### Tasks to carry out
**A.** In the Jacob K. Lasser biography, rewrite the paragraph beginning "Lasser received a bachelor of science" as a short bulleted list that keeps its main facts.
**B.** According to the Jacob K. Lasser biography, how many copies did the 1946 edition of Your Income Tax sell?
**C.** Continue the Jacob K. Lasser biography from the point where it stops.

### Given passage
= Jacob K. Lasser =

American accountant

Jacob Kay Lasser (October 6, 1896-May 11, 1954) was an American accountant who wrote the best selling book Your Income Tax. Max Schuster, Lasser's publisher, said "Lasser is to taxation what Einstein is to relativity."

Lasser, the son of immigrants from Austria–Hungary, was born in Newark, New Jersey. He studied accounting at New York University from 1915 to 1917. Lasser served in the United States Navy in World War I.

Lasser received a bachelor of science in mechanical engineering in 1920 and a master of science in industrial engineering in 1923, both from Pennsylvania State University. Lasser worked initially at the accounting firm of Touche, Niven & Company. In 1923, he opened his own firm, J.K. Lasser & Company, at 1440 Broadway in Manhattan, operating it until his death. He lived in South Orange, New Jersey, and at the Hotel Beverly in Manhattan.

In 1939, he published the first edition of his guide to United States federal income tax laws; it sold 23,000 copies. Leon Shimkin brought the book to Simon & Schuster, which became one of the company's most profitable titles. Lasser had done tax work for Simon & Schuster. Besides Simon & Schuster, Lasser's firm had over 250 clients in the publishing industry. The 1946 edition of Your Income Tax sold seven million copies. The book was a perennial best-seller for decades and is still published annually. From 1943 until his death, he wrote a monthly column on taxation in the Journal of Accountancy.

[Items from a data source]
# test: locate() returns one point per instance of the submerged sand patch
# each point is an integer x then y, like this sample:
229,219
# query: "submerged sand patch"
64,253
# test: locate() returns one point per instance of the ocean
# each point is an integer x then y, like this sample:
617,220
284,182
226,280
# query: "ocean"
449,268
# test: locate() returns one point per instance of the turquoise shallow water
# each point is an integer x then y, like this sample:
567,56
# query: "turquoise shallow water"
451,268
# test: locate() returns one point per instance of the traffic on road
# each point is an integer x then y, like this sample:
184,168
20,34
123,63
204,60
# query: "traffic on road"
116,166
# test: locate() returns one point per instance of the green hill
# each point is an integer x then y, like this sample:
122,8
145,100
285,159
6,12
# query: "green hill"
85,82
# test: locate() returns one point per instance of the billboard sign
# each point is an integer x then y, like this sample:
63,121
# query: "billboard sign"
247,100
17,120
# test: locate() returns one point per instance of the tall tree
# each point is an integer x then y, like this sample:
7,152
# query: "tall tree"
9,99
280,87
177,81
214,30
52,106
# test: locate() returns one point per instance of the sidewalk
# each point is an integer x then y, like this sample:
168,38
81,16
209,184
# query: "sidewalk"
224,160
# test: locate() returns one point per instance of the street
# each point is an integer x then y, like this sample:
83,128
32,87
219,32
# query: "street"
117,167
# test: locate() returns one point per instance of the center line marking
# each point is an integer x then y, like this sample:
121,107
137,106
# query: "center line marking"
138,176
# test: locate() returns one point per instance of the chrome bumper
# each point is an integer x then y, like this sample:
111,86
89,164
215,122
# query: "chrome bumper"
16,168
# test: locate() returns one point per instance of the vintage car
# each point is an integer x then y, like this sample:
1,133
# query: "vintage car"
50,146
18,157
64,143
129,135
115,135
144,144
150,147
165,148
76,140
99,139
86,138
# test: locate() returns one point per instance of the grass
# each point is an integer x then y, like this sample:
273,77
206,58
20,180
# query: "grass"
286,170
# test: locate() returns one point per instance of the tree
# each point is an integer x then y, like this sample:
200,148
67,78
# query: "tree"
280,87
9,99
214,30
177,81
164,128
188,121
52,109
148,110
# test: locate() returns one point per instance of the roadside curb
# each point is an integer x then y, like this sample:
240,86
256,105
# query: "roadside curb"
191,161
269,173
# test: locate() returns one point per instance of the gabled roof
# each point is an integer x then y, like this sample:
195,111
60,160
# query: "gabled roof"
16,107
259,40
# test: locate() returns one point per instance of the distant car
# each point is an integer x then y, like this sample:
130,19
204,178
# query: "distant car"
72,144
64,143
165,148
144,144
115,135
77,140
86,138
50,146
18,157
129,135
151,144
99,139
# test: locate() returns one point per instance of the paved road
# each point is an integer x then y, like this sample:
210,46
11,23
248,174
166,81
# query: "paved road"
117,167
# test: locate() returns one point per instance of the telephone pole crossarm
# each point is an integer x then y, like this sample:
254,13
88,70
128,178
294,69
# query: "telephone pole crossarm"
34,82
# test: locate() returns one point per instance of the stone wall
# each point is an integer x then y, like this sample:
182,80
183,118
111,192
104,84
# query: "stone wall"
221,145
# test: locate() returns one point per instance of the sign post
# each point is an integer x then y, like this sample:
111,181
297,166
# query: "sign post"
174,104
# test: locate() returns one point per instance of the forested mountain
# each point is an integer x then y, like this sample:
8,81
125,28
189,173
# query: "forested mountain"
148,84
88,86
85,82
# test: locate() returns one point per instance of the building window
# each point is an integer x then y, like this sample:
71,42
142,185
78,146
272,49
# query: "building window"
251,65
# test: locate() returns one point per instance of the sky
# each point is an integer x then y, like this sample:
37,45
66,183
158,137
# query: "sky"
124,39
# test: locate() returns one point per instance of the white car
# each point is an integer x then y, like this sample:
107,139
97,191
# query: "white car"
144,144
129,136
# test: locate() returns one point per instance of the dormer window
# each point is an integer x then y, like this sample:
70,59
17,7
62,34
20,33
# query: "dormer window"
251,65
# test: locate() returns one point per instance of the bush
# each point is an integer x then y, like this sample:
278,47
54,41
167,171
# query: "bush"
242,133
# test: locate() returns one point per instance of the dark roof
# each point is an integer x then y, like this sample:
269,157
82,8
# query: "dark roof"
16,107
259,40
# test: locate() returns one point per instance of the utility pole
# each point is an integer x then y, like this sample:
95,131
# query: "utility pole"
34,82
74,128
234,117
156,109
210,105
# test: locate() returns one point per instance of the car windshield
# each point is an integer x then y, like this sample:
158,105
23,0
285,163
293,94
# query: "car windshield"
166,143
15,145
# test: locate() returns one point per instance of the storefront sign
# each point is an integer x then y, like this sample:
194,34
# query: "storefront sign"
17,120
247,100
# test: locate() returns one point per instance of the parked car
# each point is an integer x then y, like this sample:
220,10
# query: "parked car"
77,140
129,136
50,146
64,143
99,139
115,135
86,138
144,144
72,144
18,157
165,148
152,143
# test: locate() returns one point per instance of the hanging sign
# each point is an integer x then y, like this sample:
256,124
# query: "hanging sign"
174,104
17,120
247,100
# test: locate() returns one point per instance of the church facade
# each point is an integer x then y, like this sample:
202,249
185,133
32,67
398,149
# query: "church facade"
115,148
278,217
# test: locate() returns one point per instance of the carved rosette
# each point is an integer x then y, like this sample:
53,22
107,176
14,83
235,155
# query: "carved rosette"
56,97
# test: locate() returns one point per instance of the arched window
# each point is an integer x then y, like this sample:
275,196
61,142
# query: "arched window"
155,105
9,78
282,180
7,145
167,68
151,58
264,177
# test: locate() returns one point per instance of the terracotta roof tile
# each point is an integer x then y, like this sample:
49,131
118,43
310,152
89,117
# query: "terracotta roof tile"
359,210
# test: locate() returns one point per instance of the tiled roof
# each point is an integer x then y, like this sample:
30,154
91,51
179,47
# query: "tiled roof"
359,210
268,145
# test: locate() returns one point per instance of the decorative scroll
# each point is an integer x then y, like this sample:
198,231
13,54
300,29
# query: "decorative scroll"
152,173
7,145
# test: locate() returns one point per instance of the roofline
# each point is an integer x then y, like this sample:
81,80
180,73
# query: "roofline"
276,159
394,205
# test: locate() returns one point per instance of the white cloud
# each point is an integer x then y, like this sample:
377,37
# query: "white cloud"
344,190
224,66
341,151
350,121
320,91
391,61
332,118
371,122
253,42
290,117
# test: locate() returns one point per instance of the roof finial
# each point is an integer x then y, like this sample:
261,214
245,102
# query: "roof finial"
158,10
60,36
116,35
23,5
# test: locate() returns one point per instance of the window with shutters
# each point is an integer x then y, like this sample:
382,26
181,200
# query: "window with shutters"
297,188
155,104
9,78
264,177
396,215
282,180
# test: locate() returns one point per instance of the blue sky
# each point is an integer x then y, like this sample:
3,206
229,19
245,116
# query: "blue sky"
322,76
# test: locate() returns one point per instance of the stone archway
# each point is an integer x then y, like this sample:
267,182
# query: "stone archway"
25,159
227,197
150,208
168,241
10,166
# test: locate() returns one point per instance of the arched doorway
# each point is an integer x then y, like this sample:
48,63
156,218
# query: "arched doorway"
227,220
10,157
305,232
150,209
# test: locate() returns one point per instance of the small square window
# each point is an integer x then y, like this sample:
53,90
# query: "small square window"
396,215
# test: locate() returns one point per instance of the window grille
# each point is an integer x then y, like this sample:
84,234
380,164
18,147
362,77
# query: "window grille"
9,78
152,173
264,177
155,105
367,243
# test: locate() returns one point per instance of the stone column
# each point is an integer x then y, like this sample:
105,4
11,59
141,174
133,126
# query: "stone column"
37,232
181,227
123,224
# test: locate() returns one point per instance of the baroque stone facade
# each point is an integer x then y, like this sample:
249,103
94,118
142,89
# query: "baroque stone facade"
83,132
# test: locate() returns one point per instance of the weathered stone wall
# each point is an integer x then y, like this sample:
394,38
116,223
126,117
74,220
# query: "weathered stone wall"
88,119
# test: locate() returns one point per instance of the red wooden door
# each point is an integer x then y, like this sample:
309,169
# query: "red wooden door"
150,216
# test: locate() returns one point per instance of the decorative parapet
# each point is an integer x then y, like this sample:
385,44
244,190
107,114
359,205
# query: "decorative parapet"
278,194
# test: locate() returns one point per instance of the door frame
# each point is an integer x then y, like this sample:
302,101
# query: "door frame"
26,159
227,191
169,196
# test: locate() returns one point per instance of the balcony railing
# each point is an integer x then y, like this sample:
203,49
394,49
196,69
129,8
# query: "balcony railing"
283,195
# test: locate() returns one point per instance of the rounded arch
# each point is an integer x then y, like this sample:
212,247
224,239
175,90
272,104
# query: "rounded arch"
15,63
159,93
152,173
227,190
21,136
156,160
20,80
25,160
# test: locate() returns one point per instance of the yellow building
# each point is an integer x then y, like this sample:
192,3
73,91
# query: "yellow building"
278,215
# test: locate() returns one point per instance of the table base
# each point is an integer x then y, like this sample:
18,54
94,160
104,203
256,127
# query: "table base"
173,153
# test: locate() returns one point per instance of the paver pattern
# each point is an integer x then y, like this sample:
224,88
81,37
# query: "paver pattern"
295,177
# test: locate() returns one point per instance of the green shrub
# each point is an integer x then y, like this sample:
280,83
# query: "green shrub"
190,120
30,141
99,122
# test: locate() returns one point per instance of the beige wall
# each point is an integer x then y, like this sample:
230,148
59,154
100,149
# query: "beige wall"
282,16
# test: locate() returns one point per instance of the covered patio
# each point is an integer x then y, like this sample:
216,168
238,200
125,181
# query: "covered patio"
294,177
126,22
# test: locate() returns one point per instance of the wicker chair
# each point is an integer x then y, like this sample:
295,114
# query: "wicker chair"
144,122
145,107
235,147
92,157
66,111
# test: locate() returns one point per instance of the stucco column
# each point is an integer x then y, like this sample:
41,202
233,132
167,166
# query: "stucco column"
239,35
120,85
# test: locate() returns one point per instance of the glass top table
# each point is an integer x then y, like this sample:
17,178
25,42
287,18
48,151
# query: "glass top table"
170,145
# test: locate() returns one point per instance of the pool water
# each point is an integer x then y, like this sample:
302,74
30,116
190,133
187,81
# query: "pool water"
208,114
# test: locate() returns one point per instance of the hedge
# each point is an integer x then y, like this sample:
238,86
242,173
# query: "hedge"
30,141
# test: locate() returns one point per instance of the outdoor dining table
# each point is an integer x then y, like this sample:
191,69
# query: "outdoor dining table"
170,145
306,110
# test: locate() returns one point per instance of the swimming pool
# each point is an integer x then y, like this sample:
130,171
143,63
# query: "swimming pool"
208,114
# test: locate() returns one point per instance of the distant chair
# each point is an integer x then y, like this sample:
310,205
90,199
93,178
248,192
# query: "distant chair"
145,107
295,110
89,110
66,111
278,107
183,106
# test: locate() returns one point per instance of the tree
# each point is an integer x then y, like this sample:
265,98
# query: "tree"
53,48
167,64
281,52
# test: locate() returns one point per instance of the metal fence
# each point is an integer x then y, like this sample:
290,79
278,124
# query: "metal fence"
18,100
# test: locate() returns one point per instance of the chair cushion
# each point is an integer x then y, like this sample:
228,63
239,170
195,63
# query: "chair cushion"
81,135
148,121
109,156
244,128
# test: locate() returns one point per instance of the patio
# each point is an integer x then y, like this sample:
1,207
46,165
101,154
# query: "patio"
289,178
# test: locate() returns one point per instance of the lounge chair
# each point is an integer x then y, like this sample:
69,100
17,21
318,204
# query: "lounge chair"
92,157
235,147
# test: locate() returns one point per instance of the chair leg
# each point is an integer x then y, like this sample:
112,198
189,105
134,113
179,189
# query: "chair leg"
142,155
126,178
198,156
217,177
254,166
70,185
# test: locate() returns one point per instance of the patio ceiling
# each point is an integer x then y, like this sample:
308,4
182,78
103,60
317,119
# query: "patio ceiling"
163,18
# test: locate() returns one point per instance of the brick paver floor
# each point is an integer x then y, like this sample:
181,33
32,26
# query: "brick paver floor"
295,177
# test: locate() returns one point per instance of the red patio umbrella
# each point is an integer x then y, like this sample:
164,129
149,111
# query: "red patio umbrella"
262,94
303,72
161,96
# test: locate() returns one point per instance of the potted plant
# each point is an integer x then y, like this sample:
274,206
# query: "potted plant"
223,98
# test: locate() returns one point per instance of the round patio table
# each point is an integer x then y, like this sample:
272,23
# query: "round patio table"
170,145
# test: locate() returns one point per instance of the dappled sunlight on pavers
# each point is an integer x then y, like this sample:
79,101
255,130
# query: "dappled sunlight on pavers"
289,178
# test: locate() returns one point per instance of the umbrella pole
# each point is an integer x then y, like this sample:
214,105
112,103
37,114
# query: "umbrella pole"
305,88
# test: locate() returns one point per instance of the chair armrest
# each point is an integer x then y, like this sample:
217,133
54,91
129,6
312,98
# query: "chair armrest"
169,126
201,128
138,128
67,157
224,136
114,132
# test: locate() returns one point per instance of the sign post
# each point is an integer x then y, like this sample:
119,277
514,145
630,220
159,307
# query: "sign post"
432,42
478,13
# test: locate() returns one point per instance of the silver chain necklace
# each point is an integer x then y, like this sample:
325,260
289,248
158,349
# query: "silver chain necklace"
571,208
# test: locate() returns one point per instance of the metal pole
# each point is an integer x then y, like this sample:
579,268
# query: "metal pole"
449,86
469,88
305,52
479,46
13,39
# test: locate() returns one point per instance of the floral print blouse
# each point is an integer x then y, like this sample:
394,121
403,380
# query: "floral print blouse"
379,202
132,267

### Answers to the exercises
**A.**
- Earned a B.S. in mechanical engineering (1920) and an M.S. in industrial engineering (1923), both from Pennsylvania State University
- First worked at the accounting firm of Touche, Niven & Company
- Opened J.K. Lasser & Company at 1440 Broadway in Manhattan in 1923 and ran it until his death
- Lived in South Orange, New Jersey, and at the Hotel Beverly in Manhattan

**B.** Seven million copies.

**C.**
He wrote several books on personal finance with Sylvia Porter. Walter Lord, who was a tax lawyer before he wrote a best-seller on the Titanic, assisted Lasser in writing his tax manuals.

In 1953, Lasser bought WICH, a radio station in Norwich, Connecticut.

Lasser died in Manhattan in 1954. His estate was the subject of a New York appellate decision regarding ownership of stock in his company, Business Reports, Inc.
 The Lasser income tax books are now published by John Wiley & Sons. His accounting firm merged with Touche Ross in 1977.

His wife, Therese Lasser (1904–1979), founded a group to help breast cancer survivors. Lasser had one son, Donald Judd Lasser, and one daughter, Barbara Lasser, who married Lee Edmund Gray.